WORK TO DO: Print the lines word for word, from the first line through the line containing "Outlines of the blue", with both ends included. Leave out any picture.

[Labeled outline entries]
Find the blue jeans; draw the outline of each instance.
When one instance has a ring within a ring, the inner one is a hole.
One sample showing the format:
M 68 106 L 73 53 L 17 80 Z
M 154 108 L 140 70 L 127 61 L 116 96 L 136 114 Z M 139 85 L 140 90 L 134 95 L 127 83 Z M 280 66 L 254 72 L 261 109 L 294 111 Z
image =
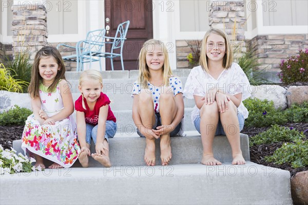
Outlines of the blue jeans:
M 239 120 L 239 126 L 238 125 L 233 125 L 232 126 L 230 126 L 230 127 L 225 127 L 225 128 L 227 128 L 227 131 L 229 132 L 234 132 L 234 129 L 240 129 L 240 132 L 244 128 L 244 122 L 245 121 L 245 119 L 244 119 L 244 117 L 240 113 L 238 113 L 238 119 Z M 201 118 L 200 115 L 199 115 L 197 118 L 196 118 L 194 121 L 194 123 L 195 124 L 195 127 L 196 127 L 196 129 L 201 134 L 200 132 L 200 121 L 201 121 Z M 211 129 L 214 128 L 214 127 L 213 126 L 211 126 L 213 125 L 208 125 L 208 126 L 207 127 L 207 129 Z M 223 127 L 225 127 L 225 126 L 223 126 L 221 124 L 221 122 L 220 122 L 220 119 L 218 120 L 218 124 L 217 124 L 217 128 L 216 128 L 216 132 L 215 133 L 215 135 L 226 135 L 225 133 L 225 131 L 223 129 Z
M 155 114 L 155 124 L 153 125 L 152 129 L 156 129 L 156 127 L 162 125 L 161 123 L 161 118 L 159 113 L 156 113 Z M 182 122 L 180 122 L 179 124 L 176 127 L 171 133 L 170 133 L 170 137 L 175 137 L 178 135 L 178 133 L 180 132 L 181 127 L 182 127 Z M 137 128 L 137 134 L 141 137 L 145 137 L 145 136 L 141 134 L 139 129 Z
M 97 136 L 98 134 L 98 128 L 99 125 L 93 125 L 91 124 L 86 124 L 86 142 L 88 144 L 91 144 L 91 139 L 93 139 L 94 143 L 96 144 Z M 106 121 L 106 132 L 105 138 L 109 143 L 109 138 L 112 138 L 116 135 L 118 126 L 117 123 L 112 120 L 107 120 Z

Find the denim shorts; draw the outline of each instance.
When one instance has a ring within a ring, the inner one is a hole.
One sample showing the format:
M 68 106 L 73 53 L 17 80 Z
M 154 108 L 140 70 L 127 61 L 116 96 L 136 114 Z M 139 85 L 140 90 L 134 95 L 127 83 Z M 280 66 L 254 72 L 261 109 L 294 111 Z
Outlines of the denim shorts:
M 93 125 L 91 124 L 86 124 L 86 142 L 91 144 L 91 139 L 93 139 L 94 143 L 96 144 L 97 136 L 98 134 L 98 128 L 99 125 Z M 107 120 L 106 121 L 106 133 L 105 138 L 107 141 L 109 142 L 109 138 L 112 138 L 116 135 L 118 126 L 117 123 L 112 120 Z
M 244 122 L 245 121 L 244 117 L 243 117 L 243 115 L 242 114 L 238 113 L 238 119 L 239 120 L 239 125 L 233 125 L 230 126 L 229 128 L 226 127 L 227 130 L 229 130 L 230 132 L 233 132 L 233 131 L 234 131 L 235 128 L 236 128 L 237 129 L 239 128 L 240 132 L 241 132 L 242 129 L 243 129 L 243 128 L 244 128 Z M 196 129 L 197 129 L 197 131 L 200 134 L 201 121 L 201 118 L 200 117 L 200 114 L 194 121 L 194 123 L 195 124 L 195 127 L 196 127 Z M 209 128 L 210 128 L 211 127 L 209 126 Z M 222 124 L 221 124 L 221 122 L 220 122 L 220 119 L 218 120 L 218 124 L 217 125 L 217 128 L 216 128 L 216 132 L 215 133 L 215 135 L 226 135 L 226 134 L 223 129 L 223 125 Z
M 160 115 L 159 113 L 155 113 L 155 123 L 153 125 L 152 129 L 157 129 L 156 127 L 159 126 L 161 126 L 162 125 L 161 123 L 162 119 L 160 117 Z M 182 127 L 182 122 L 180 122 L 179 124 L 176 127 L 175 129 L 174 129 L 171 133 L 170 133 L 170 137 L 175 137 L 178 135 L 180 130 L 181 129 L 181 127 Z M 145 136 L 141 134 L 139 129 L 137 127 L 137 134 L 141 137 L 145 137 Z

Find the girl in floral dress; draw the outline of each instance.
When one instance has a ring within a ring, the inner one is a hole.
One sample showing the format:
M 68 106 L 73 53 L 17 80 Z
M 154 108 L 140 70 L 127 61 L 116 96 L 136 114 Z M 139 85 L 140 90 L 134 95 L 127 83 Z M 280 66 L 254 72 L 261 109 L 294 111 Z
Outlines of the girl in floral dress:
M 22 148 L 44 169 L 43 158 L 53 163 L 50 169 L 68 167 L 80 152 L 70 84 L 65 67 L 55 48 L 45 46 L 35 55 L 28 91 L 33 114 L 28 117 Z

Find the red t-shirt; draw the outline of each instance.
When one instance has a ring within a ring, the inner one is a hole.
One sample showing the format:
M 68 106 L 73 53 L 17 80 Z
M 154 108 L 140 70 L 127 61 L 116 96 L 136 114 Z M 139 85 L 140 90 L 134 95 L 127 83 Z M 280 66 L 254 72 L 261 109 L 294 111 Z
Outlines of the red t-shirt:
M 108 116 L 107 116 L 107 120 L 112 120 L 116 122 L 117 120 L 113 115 L 113 113 L 110 109 L 110 106 L 109 104 L 110 103 L 108 97 L 106 94 L 101 92 L 101 96 L 97 100 L 96 103 L 94 106 L 93 110 L 90 110 L 87 100 L 84 99 L 84 101 L 86 105 L 86 110 L 82 107 L 82 95 L 75 101 L 75 109 L 77 111 L 84 112 L 85 113 L 85 118 L 86 123 L 96 125 L 99 123 L 99 114 L 100 114 L 100 108 L 106 105 L 108 105 Z

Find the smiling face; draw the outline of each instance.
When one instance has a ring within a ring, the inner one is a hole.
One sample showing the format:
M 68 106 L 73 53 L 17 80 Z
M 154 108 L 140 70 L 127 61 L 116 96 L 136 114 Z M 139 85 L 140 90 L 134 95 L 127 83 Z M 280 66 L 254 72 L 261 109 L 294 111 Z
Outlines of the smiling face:
M 210 34 L 206 40 L 206 56 L 208 60 L 222 62 L 226 50 L 225 41 L 221 35 Z
M 159 45 L 150 44 L 147 46 L 145 60 L 149 70 L 161 69 L 165 62 L 163 47 Z
M 43 78 L 44 85 L 51 84 L 54 81 L 58 70 L 61 69 L 52 56 L 42 57 L 38 64 L 40 75 Z
M 90 104 L 95 102 L 100 96 L 103 85 L 98 81 L 86 78 L 79 88 L 87 100 L 87 103 Z

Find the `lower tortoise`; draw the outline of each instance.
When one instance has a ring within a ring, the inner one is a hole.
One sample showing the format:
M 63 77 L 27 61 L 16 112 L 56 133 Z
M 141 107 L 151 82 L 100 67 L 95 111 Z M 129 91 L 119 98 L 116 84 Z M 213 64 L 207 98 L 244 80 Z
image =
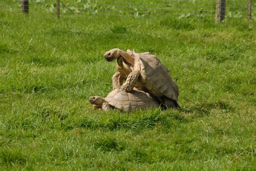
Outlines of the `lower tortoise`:
M 117 108 L 125 112 L 132 112 L 137 110 L 148 110 L 160 106 L 160 103 L 154 97 L 136 88 L 130 92 L 116 88 L 105 98 L 99 96 L 90 97 L 89 101 L 95 109 L 109 111 Z

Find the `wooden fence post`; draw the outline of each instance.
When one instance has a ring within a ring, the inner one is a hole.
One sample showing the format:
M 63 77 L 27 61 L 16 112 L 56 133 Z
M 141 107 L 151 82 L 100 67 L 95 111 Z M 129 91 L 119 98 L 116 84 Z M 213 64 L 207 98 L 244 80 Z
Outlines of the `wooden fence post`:
M 57 17 L 59 18 L 59 0 L 57 0 Z
M 248 9 L 247 9 L 248 20 L 250 20 L 252 18 L 252 0 L 248 0 Z
M 21 0 L 21 8 L 22 12 L 28 13 L 29 11 L 29 0 Z
M 216 22 L 221 22 L 224 20 L 226 13 L 226 0 L 216 1 Z

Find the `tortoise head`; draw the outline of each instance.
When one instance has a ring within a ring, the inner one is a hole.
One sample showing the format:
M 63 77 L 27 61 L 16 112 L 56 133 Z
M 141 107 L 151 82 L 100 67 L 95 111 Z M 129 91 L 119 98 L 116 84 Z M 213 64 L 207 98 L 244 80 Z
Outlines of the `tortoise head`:
M 93 105 L 102 105 L 105 100 L 99 96 L 92 96 L 89 98 L 89 101 Z
M 107 61 L 112 61 L 120 57 L 119 49 L 113 49 L 105 53 L 104 58 Z

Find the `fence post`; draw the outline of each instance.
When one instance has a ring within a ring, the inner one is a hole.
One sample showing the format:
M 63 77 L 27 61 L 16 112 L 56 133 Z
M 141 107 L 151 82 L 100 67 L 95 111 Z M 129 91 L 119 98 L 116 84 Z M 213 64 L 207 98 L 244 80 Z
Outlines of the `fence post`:
M 250 20 L 252 18 L 252 0 L 248 0 L 248 9 L 247 9 L 248 20 Z
M 226 0 L 216 1 L 216 22 L 221 22 L 224 20 L 226 13 Z
M 21 8 L 22 12 L 28 13 L 29 11 L 29 0 L 21 0 Z
M 59 0 L 57 0 L 57 17 L 59 18 Z

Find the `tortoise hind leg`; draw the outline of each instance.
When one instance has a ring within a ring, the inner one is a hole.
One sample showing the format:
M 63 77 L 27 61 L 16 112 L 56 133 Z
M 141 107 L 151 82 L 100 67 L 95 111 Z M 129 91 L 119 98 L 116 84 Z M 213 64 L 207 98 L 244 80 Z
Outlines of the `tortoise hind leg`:
M 180 108 L 178 102 L 172 99 L 166 97 L 164 97 L 162 98 L 162 101 L 164 104 L 169 108 Z
M 133 89 L 135 84 L 138 80 L 139 74 L 139 70 L 134 70 L 131 72 L 127 77 L 125 82 L 121 86 L 121 90 L 126 92 L 131 92 Z

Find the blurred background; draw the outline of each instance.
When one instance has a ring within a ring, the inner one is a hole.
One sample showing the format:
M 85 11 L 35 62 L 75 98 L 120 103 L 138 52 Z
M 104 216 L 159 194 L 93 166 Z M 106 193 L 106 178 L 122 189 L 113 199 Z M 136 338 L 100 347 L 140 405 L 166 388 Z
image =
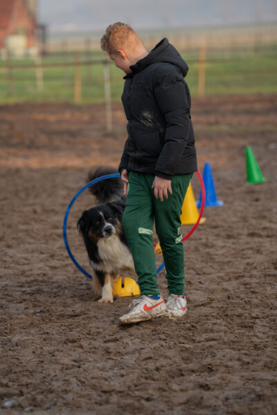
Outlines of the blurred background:
M 123 74 L 100 48 L 118 21 L 148 50 L 168 38 L 193 96 L 277 92 L 276 0 L 0 0 L 0 104 L 119 101 Z

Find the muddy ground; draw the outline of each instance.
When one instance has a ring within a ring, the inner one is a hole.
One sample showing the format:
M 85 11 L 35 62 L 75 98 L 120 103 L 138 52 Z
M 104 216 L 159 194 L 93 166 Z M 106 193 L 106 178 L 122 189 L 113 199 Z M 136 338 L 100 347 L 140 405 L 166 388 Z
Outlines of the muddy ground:
M 276 413 L 276 95 L 194 99 L 199 167 L 224 205 L 184 244 L 187 316 L 122 327 L 131 298 L 100 304 L 62 238 L 89 168 L 118 163 L 121 105 L 112 133 L 102 106 L 0 107 L 1 414 Z M 246 145 L 266 183 L 246 182 Z M 75 223 L 93 203 L 68 227 L 89 272 Z

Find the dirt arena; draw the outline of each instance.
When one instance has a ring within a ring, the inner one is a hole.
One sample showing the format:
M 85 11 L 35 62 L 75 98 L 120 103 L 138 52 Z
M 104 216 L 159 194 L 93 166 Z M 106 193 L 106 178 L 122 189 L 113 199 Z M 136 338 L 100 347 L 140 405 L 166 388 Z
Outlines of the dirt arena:
M 0 414 L 276 413 L 277 95 L 193 104 L 199 167 L 211 163 L 224 205 L 185 242 L 187 316 L 127 327 L 132 299 L 100 304 L 62 238 L 89 168 L 118 163 L 121 105 L 111 134 L 102 106 L 0 107 Z M 266 183 L 246 183 L 246 145 Z M 83 194 L 68 227 L 89 272 L 75 224 L 93 203 Z

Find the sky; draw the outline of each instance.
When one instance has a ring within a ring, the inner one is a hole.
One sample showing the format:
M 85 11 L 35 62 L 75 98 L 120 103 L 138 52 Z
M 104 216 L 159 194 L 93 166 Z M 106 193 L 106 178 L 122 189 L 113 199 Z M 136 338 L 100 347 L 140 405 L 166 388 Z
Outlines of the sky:
M 50 32 L 80 32 L 128 23 L 136 30 L 277 21 L 276 0 L 37 0 Z

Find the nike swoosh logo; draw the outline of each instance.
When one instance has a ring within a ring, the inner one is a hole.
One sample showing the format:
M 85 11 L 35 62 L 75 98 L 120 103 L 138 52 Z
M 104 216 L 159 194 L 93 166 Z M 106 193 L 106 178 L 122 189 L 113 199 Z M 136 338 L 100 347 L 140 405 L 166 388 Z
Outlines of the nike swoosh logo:
M 145 311 L 149 311 L 150 310 L 152 310 L 152 308 L 154 308 L 155 307 L 157 307 L 158 306 L 159 306 L 160 304 L 161 304 L 161 303 L 163 302 L 163 299 L 162 299 L 161 301 L 160 301 L 159 303 L 157 303 L 157 304 L 154 304 L 154 306 L 152 306 L 151 307 L 148 307 L 148 306 L 147 304 L 144 304 L 143 306 L 143 310 L 145 310 Z

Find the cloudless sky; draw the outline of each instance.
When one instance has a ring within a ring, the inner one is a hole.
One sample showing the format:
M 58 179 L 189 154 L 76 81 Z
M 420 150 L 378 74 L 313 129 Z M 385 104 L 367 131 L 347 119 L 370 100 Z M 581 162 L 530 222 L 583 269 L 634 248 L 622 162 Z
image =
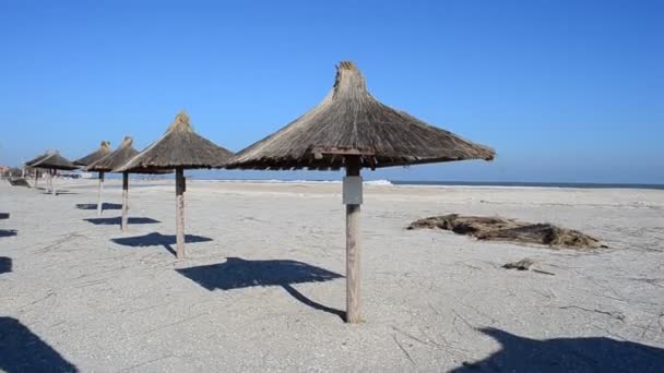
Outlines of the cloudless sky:
M 317 105 L 341 60 L 498 155 L 368 178 L 664 183 L 664 1 L 647 0 L 0 0 L 0 165 L 141 149 L 180 109 L 237 152 Z

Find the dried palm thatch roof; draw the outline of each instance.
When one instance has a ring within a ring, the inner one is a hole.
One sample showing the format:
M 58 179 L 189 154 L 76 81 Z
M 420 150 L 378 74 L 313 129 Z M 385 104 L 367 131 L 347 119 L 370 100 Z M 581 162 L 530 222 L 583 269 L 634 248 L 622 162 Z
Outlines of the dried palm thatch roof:
M 340 169 L 359 155 L 369 168 L 494 158 L 493 149 L 378 101 L 353 62 L 341 62 L 317 107 L 239 152 L 226 168 Z
M 181 111 L 164 135 L 116 171 L 142 172 L 174 168 L 221 168 L 233 153 L 193 131 Z
M 71 163 L 71 160 L 62 157 L 58 152 L 49 154 L 47 157 L 32 165 L 36 168 L 50 168 L 55 170 L 75 170 L 79 166 Z
M 83 158 L 74 160 L 74 165 L 90 166 L 90 165 L 94 164 L 95 161 L 106 157 L 112 151 L 110 149 L 110 142 L 103 141 L 102 145 L 99 145 L 98 149 L 94 151 L 93 153 L 86 155 Z
M 25 163 L 25 166 L 32 167 L 34 164 L 39 163 L 42 160 L 44 160 L 44 158 L 48 157 L 50 155 L 50 153 L 44 153 L 43 155 L 35 157 L 28 161 Z
M 133 158 L 139 151 L 133 147 L 133 139 L 130 136 L 124 136 L 120 146 L 117 149 L 111 152 L 106 157 L 88 165 L 85 170 L 86 171 L 102 171 L 102 172 L 110 172 L 114 169 L 124 165 L 129 159 Z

RESULT:
Find the blue jeans; draw the outline of each instance.
When one instance has a ring within a ring, the inner one is a hole.
One sample showing the format:
M 68 106 L 73 53 L 17 80 Z
M 154 108 L 140 70 L 127 61 L 116 96 L 136 114 Z M 139 85 L 140 90 L 134 95 L 127 83 Z M 280 66 L 254 72 L 261 109 L 294 111 Z
image =
Outlines of the blue jeans:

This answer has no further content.